→ **Material for the task**

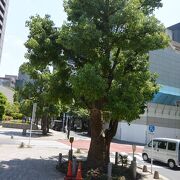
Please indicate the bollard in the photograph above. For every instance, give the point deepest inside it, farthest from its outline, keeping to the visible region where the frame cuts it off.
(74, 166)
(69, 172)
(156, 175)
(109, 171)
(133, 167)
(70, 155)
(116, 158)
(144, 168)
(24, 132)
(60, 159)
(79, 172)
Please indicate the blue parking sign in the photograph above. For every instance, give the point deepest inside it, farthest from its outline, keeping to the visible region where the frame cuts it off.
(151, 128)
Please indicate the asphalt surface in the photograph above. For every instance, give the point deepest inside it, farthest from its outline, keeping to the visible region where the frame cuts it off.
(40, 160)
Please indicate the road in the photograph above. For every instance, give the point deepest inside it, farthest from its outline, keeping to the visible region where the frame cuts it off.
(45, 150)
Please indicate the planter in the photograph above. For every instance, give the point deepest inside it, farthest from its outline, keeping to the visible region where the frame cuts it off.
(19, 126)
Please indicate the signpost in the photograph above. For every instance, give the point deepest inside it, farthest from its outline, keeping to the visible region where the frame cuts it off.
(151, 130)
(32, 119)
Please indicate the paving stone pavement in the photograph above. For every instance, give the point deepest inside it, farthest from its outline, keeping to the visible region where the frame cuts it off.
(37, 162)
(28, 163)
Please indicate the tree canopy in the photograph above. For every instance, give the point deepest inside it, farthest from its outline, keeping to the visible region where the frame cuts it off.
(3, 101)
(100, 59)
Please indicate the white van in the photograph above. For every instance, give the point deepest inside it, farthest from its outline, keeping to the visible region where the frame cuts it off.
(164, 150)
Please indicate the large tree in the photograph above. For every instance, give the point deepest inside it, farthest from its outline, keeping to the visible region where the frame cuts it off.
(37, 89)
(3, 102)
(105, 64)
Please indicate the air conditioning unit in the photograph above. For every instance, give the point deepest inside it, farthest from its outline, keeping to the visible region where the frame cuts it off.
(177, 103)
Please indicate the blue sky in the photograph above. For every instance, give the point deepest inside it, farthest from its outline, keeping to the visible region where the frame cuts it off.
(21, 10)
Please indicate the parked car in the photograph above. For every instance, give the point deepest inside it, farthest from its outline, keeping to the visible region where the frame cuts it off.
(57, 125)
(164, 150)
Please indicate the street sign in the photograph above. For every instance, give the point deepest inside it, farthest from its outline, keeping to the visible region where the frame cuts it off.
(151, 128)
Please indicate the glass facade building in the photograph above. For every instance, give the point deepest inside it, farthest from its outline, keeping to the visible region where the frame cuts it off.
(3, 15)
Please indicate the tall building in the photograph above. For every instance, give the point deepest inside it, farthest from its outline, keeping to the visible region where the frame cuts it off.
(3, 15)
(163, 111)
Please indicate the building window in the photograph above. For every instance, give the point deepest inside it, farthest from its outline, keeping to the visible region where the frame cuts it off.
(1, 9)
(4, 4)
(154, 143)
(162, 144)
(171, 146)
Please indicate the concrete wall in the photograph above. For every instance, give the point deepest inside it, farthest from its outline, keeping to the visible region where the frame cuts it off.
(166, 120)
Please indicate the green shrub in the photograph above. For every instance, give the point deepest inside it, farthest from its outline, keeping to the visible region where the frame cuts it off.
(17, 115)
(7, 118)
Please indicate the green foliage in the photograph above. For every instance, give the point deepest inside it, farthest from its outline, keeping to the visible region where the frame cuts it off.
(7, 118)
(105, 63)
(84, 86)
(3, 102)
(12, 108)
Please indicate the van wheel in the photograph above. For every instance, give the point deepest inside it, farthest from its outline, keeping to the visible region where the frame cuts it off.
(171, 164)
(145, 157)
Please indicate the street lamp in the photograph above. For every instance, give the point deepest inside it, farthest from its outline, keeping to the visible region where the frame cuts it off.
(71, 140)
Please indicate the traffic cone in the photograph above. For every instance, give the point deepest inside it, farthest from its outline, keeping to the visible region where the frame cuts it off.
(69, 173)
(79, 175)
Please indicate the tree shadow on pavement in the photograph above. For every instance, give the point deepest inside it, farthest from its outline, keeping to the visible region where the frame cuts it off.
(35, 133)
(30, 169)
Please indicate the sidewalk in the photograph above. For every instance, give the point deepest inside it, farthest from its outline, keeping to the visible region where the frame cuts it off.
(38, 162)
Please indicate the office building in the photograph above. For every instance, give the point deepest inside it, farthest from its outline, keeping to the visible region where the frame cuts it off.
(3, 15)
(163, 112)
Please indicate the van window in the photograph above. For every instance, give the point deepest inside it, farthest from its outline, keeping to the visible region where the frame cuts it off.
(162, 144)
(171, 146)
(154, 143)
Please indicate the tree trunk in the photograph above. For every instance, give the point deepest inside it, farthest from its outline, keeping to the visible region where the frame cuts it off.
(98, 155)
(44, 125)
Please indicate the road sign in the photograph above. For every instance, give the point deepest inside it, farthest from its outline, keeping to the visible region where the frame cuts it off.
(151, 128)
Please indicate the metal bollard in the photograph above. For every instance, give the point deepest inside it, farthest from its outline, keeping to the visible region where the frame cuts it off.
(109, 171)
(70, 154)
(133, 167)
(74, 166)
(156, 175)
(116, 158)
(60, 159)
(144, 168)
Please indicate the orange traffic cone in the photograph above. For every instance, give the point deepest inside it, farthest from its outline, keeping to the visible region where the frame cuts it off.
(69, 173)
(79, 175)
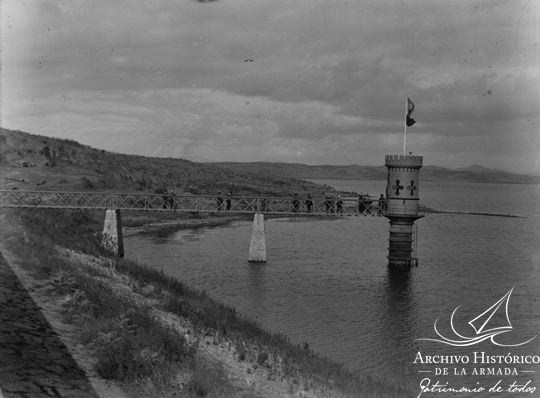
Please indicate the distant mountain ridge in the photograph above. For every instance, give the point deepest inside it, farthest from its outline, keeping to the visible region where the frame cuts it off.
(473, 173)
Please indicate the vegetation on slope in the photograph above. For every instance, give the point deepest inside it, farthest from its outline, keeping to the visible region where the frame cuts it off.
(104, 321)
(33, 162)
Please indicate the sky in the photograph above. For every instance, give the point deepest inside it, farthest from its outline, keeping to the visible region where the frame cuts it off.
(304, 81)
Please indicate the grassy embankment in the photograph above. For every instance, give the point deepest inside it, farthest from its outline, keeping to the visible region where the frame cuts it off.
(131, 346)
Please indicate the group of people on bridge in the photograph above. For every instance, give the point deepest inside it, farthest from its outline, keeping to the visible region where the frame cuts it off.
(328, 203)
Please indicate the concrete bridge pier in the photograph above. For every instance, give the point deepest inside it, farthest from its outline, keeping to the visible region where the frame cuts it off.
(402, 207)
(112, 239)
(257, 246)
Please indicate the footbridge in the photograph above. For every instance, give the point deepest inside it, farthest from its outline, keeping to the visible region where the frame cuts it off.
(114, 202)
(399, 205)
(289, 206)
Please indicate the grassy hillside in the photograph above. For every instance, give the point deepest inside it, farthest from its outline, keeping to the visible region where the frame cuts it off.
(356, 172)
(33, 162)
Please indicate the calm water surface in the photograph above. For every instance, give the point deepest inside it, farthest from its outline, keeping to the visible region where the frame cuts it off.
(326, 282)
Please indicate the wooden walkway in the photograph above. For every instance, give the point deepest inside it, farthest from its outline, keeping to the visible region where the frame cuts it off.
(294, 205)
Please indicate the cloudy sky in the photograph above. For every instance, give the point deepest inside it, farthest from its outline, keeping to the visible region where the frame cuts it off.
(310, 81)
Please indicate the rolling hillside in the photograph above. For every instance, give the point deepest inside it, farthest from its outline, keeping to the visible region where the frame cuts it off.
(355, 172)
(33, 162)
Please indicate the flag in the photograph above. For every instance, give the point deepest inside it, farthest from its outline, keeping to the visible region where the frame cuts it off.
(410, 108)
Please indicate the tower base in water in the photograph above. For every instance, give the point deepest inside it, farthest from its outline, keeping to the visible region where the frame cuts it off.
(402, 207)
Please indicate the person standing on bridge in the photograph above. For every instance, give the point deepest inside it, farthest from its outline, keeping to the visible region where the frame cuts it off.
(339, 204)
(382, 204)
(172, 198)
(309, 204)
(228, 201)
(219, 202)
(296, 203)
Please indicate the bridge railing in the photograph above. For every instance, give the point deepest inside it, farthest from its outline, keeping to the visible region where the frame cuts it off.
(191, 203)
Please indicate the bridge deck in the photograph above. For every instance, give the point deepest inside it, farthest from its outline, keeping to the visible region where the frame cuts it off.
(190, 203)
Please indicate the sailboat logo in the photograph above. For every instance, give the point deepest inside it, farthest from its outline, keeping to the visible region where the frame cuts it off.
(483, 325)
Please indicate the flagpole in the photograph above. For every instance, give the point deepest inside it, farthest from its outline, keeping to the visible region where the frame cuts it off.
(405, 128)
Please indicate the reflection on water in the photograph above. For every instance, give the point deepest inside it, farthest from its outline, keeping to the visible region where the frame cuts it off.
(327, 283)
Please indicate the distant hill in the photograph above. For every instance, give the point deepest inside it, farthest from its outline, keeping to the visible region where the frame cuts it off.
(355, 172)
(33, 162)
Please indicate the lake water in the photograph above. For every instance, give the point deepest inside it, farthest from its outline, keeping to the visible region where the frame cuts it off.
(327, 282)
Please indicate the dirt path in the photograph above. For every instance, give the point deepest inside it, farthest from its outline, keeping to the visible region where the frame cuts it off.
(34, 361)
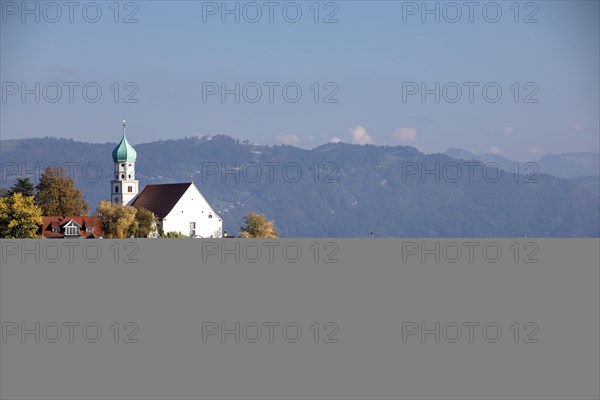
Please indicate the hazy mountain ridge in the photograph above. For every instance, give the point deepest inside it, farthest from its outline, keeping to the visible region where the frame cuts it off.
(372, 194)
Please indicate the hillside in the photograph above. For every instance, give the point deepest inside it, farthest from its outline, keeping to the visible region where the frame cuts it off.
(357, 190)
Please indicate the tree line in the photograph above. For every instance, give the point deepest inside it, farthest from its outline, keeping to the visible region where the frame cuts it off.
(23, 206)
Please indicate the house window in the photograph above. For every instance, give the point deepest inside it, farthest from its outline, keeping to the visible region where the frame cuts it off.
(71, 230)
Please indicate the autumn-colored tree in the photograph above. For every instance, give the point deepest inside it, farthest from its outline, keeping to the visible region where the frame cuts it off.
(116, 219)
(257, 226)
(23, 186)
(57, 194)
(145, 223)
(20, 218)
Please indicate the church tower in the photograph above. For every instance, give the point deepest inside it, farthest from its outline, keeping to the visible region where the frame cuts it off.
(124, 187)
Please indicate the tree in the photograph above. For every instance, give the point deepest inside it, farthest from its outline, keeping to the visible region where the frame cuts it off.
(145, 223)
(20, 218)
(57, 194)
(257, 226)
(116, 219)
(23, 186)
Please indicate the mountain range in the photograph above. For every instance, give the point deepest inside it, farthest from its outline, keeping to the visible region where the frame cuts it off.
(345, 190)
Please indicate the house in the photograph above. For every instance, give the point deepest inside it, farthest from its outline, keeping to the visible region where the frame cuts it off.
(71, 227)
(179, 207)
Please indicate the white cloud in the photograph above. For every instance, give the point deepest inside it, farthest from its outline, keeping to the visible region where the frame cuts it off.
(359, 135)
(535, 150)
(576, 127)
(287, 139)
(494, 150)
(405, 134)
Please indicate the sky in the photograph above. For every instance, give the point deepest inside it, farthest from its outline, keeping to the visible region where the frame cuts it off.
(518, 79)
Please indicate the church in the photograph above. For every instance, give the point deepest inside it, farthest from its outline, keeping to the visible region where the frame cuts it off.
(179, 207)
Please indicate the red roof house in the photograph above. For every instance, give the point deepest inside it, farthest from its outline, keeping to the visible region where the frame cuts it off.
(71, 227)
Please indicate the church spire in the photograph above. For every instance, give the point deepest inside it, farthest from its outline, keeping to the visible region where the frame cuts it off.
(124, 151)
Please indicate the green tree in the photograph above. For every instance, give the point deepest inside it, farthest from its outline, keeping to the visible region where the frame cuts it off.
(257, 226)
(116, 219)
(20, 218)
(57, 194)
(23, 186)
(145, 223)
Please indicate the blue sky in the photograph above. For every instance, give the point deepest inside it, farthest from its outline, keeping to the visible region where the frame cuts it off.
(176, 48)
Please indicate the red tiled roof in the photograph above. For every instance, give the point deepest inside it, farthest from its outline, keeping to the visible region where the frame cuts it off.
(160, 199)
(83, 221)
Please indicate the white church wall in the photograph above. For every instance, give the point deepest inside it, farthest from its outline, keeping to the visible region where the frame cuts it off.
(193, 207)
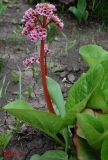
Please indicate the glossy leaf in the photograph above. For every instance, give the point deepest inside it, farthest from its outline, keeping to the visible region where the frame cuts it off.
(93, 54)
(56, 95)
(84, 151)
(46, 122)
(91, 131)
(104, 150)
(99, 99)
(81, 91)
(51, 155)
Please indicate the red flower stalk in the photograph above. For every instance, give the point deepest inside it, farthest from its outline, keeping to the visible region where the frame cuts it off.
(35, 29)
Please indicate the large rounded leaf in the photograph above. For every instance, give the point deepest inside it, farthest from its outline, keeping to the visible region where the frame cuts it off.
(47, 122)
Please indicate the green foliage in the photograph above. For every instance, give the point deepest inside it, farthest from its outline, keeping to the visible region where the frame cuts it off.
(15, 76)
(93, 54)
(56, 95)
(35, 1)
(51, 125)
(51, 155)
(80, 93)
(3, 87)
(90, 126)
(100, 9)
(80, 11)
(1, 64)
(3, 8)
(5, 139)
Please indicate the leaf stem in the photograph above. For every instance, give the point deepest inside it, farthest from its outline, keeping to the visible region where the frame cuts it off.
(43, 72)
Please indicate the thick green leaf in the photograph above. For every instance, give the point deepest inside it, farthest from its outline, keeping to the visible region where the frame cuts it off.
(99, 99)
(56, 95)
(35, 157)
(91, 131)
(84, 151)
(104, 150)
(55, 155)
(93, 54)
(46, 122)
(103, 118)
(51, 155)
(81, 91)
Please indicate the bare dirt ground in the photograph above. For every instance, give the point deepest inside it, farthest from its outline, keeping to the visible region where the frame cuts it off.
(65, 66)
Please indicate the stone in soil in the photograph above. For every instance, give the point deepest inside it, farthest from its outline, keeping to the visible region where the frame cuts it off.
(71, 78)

→ **Assignment**
Only the lines from the one containing "Please indicate the stone" through the final line of the records above should be printed, exactly as they stand.

→ **Result below**
Please indicate the stone in soil in the photograph above. For every instance, give the point deepest inside it, farthest from its outline, keeping to the visible region where the frame cuts it off.
(71, 78)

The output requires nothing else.